# [What is being asked]
Write out all of the records, keeping each one exactly as written.

[[ Information provided open ]]

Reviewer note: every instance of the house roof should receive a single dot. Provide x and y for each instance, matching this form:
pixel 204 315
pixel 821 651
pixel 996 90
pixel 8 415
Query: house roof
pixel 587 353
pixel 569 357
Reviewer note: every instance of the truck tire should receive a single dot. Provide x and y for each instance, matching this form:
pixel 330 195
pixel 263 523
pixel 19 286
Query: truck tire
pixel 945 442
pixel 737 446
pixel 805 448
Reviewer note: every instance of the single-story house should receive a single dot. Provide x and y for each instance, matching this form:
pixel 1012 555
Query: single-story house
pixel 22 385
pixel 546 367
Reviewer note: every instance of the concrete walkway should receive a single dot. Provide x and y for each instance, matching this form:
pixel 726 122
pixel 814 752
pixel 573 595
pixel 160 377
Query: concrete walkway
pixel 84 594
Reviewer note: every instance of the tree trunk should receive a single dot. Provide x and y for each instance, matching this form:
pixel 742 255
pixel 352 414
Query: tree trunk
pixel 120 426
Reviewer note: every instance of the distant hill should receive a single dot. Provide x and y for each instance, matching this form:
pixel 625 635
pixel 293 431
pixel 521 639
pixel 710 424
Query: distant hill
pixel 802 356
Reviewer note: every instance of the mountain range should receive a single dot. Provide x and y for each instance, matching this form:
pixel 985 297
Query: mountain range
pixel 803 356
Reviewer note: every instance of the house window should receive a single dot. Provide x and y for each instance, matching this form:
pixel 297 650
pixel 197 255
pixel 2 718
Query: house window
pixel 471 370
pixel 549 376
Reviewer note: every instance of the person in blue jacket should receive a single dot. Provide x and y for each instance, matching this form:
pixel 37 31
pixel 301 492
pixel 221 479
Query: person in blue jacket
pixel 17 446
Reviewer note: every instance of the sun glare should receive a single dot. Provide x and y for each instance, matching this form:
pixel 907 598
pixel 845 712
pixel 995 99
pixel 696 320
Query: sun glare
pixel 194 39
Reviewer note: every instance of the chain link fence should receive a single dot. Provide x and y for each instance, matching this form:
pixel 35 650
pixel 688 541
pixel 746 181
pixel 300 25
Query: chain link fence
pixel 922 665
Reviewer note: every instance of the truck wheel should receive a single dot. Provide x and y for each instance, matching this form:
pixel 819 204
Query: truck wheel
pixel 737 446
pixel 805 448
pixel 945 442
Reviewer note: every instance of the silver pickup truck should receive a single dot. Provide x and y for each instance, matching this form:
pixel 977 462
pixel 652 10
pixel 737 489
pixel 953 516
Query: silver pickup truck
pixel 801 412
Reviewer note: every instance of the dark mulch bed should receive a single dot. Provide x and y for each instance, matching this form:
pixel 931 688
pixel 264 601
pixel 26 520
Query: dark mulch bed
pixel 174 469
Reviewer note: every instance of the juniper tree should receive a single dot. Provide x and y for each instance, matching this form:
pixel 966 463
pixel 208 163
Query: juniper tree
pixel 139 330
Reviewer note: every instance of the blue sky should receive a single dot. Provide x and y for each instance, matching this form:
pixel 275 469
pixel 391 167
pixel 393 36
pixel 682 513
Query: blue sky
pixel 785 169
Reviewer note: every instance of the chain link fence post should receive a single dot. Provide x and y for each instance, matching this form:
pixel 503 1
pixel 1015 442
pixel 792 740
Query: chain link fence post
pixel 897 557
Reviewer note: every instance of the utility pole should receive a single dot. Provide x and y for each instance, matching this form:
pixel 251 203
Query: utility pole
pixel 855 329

[[ Information provided closed ]]

# [Response to the task]
Reviewer note: every instance of the house roof should receive a single dot. Provide x and y for each instance, matching this form:
pixel 204 315
pixel 821 651
pixel 996 90
pixel 8 415
Query: house roof
pixel 587 353
pixel 569 357
Reviewer note: every instance of the truck tire should receive a single dot. Provide x and y for each instance, matching this form:
pixel 330 195
pixel 263 523
pixel 19 286
Query: truck tire
pixel 945 442
pixel 737 446
pixel 805 448
Reviewer note: every instance of the single-story house should receive a single dot. Provide x and y for each instance, matching this form:
pixel 1012 555
Query: single-story house
pixel 22 385
pixel 546 367
Reviewer note: every instance of the concrete walkway should receive a single dot. Provide x and y for each instance, matching this form:
pixel 726 122
pixel 814 752
pixel 573 595
pixel 160 377
Query: concrete walkway
pixel 84 594
Reviewer note: every instance of the tree trunk should receive a single dot. Provide x and y for each instance, matching this form:
pixel 742 255
pixel 352 414
Query: tree trunk
pixel 120 426
Reviewer note: every instance of the distant hill should receive a single dot. Provide x and y for each instance, matching this form:
pixel 625 635
pixel 293 431
pixel 521 639
pixel 710 424
Query: distant hill
pixel 802 356
Reviewer note: every instance of the mountain range should receive a single dot. Provide x and y for each instance, matching this form:
pixel 985 297
Query: mountain range
pixel 803 356
Reviewer note: every instance of the house window should receive a single dot. Provide x and y for each instance, matching this form:
pixel 297 650
pixel 197 255
pixel 2 718
Query: house window
pixel 471 370
pixel 549 376
Reviewer note: every instance of the person in blue jacket should receive a single dot. Provide x and y for each instance, matching this form:
pixel 37 31
pixel 301 492
pixel 221 479
Query: person in blue jacket
pixel 17 446
Reviewer note: every instance of the sun glare should receive a single dot. Provide x and y for each instance, matching this form:
pixel 907 598
pixel 845 712
pixel 995 99
pixel 696 320
Query: sun glare
pixel 194 39
Reviewer note: every instance of the chain link fence should receive a single dot. Provide x and y for each instance, matching this form:
pixel 35 650
pixel 688 541
pixel 746 181
pixel 300 25
Query: chain link fence
pixel 922 665
Reviewer note: every instance of the truck wheel should receive a single dot. Provide x and y for each instance, matching this form:
pixel 819 204
Query: truck wheel
pixel 737 446
pixel 805 448
pixel 945 442
Reviewer note: every instance of the silver pickup truck should receive a single dot. Provide x and y for each instance, matching this form:
pixel 977 462
pixel 652 10
pixel 737 489
pixel 953 516
Query: silver pickup truck
pixel 801 412
Reviewer note: every instance of the dark mulch bed should receive a single dot. Provide x and y for each instance, matching this form:
pixel 931 688
pixel 264 601
pixel 26 520
Query: dark mulch bed
pixel 174 469
Reviewer note: every instance of the juniper tree should receive a single dot. Provide x and y for each instance, matching this form:
pixel 966 463
pixel 208 163
Query: juniper tree
pixel 139 330
Reviewer note: every instance of the blue sky should receive a single dot. Provide x and y for each instance, matching this form:
pixel 275 469
pixel 391 167
pixel 393 36
pixel 682 513
Query: blue sky
pixel 785 169
Reviewer note: every instance of the chain link fence post should receive a single dot. Provide x and y for each instance, matching this form:
pixel 503 1
pixel 1015 442
pixel 792 740
Query: chain link fence post
pixel 897 557
Reviewer note: every instance of the utility pole should receive a single dot. Provide x and y for each instance, matching this form:
pixel 251 203
Query: utility pole
pixel 855 329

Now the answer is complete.